### The problem
Rewrite the records below, changing "marker" to "pin" wherever it occurs and leaving every other word as it is.

[BEGIN]

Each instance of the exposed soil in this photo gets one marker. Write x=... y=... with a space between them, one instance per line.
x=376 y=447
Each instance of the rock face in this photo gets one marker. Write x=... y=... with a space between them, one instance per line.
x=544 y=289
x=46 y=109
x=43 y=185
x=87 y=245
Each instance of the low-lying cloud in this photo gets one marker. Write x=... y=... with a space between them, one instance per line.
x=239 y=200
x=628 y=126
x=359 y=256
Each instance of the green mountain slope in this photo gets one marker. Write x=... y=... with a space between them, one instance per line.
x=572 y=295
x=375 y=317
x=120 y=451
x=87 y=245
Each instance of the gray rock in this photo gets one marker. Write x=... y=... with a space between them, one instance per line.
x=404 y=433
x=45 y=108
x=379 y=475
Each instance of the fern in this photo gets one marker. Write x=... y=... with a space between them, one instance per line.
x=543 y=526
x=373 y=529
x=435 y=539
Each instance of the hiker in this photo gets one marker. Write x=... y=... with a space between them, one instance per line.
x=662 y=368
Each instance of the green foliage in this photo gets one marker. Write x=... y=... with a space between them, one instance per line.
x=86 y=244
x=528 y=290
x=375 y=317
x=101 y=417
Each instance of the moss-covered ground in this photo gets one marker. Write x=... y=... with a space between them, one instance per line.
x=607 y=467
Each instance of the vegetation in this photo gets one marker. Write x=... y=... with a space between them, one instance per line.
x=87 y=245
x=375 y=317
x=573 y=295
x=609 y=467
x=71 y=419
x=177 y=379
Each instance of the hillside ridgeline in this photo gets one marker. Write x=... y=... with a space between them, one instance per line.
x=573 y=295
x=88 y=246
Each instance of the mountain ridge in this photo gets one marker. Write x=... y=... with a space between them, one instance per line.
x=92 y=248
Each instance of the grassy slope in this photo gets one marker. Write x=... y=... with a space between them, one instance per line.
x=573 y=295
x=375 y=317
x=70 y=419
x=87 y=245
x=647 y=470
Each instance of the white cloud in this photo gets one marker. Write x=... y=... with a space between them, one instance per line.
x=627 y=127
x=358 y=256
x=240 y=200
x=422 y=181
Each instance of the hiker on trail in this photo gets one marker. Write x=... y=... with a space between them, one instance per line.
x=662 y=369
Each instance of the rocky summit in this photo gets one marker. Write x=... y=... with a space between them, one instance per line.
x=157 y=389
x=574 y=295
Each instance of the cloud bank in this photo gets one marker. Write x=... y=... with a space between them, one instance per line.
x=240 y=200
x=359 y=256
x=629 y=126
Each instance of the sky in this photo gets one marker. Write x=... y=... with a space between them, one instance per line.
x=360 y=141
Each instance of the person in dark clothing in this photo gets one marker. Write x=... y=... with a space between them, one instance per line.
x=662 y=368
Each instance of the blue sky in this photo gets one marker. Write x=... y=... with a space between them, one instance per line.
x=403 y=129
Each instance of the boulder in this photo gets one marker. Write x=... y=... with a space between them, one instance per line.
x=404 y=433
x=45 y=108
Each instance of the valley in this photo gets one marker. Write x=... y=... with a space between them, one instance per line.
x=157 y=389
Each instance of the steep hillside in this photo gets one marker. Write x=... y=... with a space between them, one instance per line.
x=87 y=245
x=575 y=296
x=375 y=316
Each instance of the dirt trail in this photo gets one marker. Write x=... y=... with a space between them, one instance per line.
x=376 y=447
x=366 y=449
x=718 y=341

[END]

### Finished exercise
Each instance of the exposed soil in this photo gets one pin. Write x=... y=... with a space between them, one instance per line.
x=376 y=447
Each instance of the rock face in this photo gets one pin. Write x=... y=... with a space between them, one instance per line.
x=544 y=289
x=46 y=109
x=43 y=185
x=87 y=245
Each instance of the low-lying cloud in this photo gets one pin. Write x=... y=... with a space between them, one instance per line.
x=239 y=200
x=628 y=126
x=359 y=256
Each instance of the green mountain slope in this photo gets one pin. Write x=... y=... with a space between them, one instance per line.
x=572 y=295
x=375 y=317
x=120 y=451
x=87 y=245
Each instance of the gray rock in this photo gets one pin. Write x=... y=... with a space between them, one instance per line.
x=404 y=433
x=45 y=108
x=379 y=475
Each instance of the fern in this photo gets one pin. Write x=... y=... with a space between them, one instance per line.
x=543 y=526
x=373 y=529
x=435 y=539
Each instance of the hiker in this photo gets one pin. Write x=... y=... with a space between them, one instance per line.
x=662 y=368
Each instance of the green foliage in this photo gets one pin. Write x=... y=... with a space between them, one instance per line.
x=86 y=244
x=528 y=290
x=375 y=317
x=101 y=417
Each instance of the moss-covered ground in this photo gets one pin. Write x=... y=... with a space between them, one instance per line.
x=607 y=467
Each instance of the vegetation in this photo gets one pin. Write x=... y=... with a space between them, one instance per line.
x=87 y=245
x=375 y=317
x=573 y=295
x=609 y=467
x=71 y=419
x=177 y=379
Each instance of the hillside ridgeline in this photo gets one pin. Write x=... y=... with a space between them, one instance per line.
x=573 y=295
x=88 y=246
Each instance of the mountain ridge in this photo gets one pin. Write x=... y=... with a space between them, one instance per line.
x=92 y=248
Each instance of the grassy slope in this photo gets one pin. Write x=... y=... with a space between them, one instance per line.
x=573 y=295
x=375 y=317
x=70 y=419
x=87 y=245
x=647 y=470
Each instance of the white cloud in this photo gets one pin. Write x=... y=... with a space between them, one instance per line.
x=627 y=127
x=358 y=256
x=240 y=200
x=422 y=181
Each instance of the hiker on trail in this photo gets one pin. Write x=... y=... with a space between them, one instance per line.
x=662 y=369
Each instance of the rocky summit in this photo gets one pin. Write x=... y=... with a space between them, one instance per line.
x=157 y=389
x=574 y=295
Each instance of the cloud bank in this photo gets one pin. Write x=... y=... with a space between them, one instance per line.
x=240 y=200
x=359 y=256
x=629 y=126
Each instance of the sky in this photo gets one pin. Write x=... y=... with a space between them, one instance per line.
x=360 y=141
Each instance of the person in dark clothing in this photo gets one pin. Write x=... y=... with a space between them, one instance per line.
x=662 y=368
Each instance of the blue sky in this photo gets one pin. Write x=... y=... with a space between them, one instance per line.
x=403 y=129
Each instance of the boulder in this photo gets one pin. Write x=... y=... with a space between them, one instance per line.
x=404 y=433
x=45 y=108
Each instance of the valley in this photo gets one pin. Write x=... y=... with a space between them, one instance per line.
x=157 y=389
Each instance of the steep hillside in this photo gets one pin. Write x=... y=... with a space between them, one instance per line.
x=87 y=245
x=575 y=296
x=375 y=316
Each instance of the dirt trail in this photo gets one pin. Write x=... y=... with a space between them, one instance per line.
x=376 y=447
x=366 y=449
x=718 y=341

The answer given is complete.